(Collection entries)
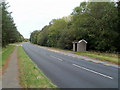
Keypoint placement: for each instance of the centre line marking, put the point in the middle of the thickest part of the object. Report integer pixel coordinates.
(57, 58)
(93, 71)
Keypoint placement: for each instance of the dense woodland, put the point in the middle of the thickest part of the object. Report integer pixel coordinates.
(9, 29)
(96, 22)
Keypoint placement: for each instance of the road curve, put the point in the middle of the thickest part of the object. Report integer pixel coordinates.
(70, 72)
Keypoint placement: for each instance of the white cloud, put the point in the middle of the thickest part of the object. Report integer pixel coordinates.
(30, 15)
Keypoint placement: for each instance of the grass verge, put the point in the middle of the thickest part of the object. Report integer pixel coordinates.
(30, 75)
(113, 58)
(6, 53)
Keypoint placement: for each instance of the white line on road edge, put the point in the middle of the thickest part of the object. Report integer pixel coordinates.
(93, 71)
(57, 58)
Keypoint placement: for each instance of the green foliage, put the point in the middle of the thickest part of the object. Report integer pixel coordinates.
(9, 29)
(6, 53)
(30, 75)
(96, 22)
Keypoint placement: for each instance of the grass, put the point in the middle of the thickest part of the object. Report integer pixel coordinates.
(113, 58)
(5, 54)
(30, 74)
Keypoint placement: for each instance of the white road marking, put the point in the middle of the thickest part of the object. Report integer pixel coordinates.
(57, 58)
(93, 71)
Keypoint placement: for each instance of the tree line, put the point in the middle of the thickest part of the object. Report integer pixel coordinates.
(10, 34)
(96, 22)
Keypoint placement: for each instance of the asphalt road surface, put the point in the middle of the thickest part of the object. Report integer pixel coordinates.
(70, 72)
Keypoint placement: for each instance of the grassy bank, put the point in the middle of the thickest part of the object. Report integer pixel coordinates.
(6, 53)
(109, 57)
(30, 75)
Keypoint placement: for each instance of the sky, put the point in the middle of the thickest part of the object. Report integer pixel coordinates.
(30, 15)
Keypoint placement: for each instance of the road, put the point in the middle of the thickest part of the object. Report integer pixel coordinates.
(70, 72)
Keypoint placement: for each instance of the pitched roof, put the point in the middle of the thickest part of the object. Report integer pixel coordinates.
(82, 41)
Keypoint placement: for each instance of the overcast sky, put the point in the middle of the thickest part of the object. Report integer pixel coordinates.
(30, 15)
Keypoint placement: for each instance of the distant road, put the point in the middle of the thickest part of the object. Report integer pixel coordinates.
(70, 72)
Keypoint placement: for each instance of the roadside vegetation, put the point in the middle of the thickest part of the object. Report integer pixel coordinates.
(30, 75)
(10, 34)
(6, 52)
(95, 22)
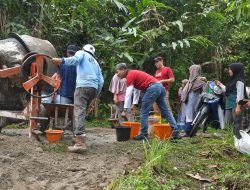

• GIVEN PROBLEM: Can you reproduce the listing with "thickest" replaced by "widest" throughout, leaving the pictures out and changing nothing else?

• SOLUTION TO THIS EXERCISE:
Keypoint placement: for each instance of the centre line marking, put the point in the middle of the widest part of the object. Report integer pixel coordinates.
(57, 58)
(93, 71)
Keypoint placement: for each instance of the dense woodland, put the point in the middle of the widest part of the object. Report integer pixel coordinates.
(9, 29)
(96, 22)
Keypoint placement: for each instance of the road curve, put the point in the middle of the widest part of the object. Report integer pixel coordinates.
(70, 72)
Keypoint placement: for each instance of the white cloud, put the point in the middle of the widest part of the object. Report integer pixel coordinates.
(30, 15)
Keypoint placement: for each instance of the grass verge, put the point in the middle of the widest part of the object. Report integer pixel coordinates.
(30, 75)
(113, 58)
(6, 53)
Keypoint placement: for each instance of the white line on road edge, put the point in the middle of the widest part of the object. Report integer pixel coordinates.
(93, 71)
(57, 58)
Keypoint placement: for each instance of the green foliage, put the point in the middle of the widest part of the object. Report integer pixel coordinates.
(9, 29)
(6, 53)
(30, 75)
(96, 22)
Keypoint placement: for each instance of the grass, put the point in the middle of the widest part of the object. Report integer pixel coordinates.
(113, 58)
(5, 54)
(30, 74)
Keypoint placement: for each instance of the white road marking, put the point in the middle of the widest part of the object. Report integer pixel coordinates.
(57, 58)
(93, 71)
Keypoint placement: for each instance of the tree line, put the point in the middle of the widest part of the object. Report integer pixel coordinates.
(10, 34)
(96, 22)
Keypoint placement: for each instance of the asphalt road surface, put the point in the middle of the widest part of the object. Report integer pixel coordinates.
(70, 72)
Keypoint placement: for each instance of the grassy bank, put the point in the middle of the widest part of the object. Report integer pixel coordinates.
(6, 53)
(109, 57)
(30, 75)
Keypoint placement: for each instance of the sky, put the point in the middle of the widest part of the object. Report integer pixel coordinates.
(30, 15)
Keypoint placement: for each instance of the road, put the point in the middle of the widest part of the object. Report integer pixel coordinates.
(70, 72)
Keypoint placement: for each instance of the pitched roof, put the point in the middle of the widest part of the object. Report integer pixel coordinates.
(82, 41)
Keypoint placement: for each instance of the overcast sky, put the point in the middle of the widest part of the object. Report integer pixel coordinates.
(30, 15)
Keypoint placement: for each instance of the distant road, put the point in the middle of the widest part of the object. Report integer pixel coordinates.
(70, 72)
Keypoint placement: for each instance of the roadside vegetation, put the point in the middle of the widest part of the object. Report integer pixel coordinates.
(30, 75)
(10, 34)
(6, 52)
(95, 22)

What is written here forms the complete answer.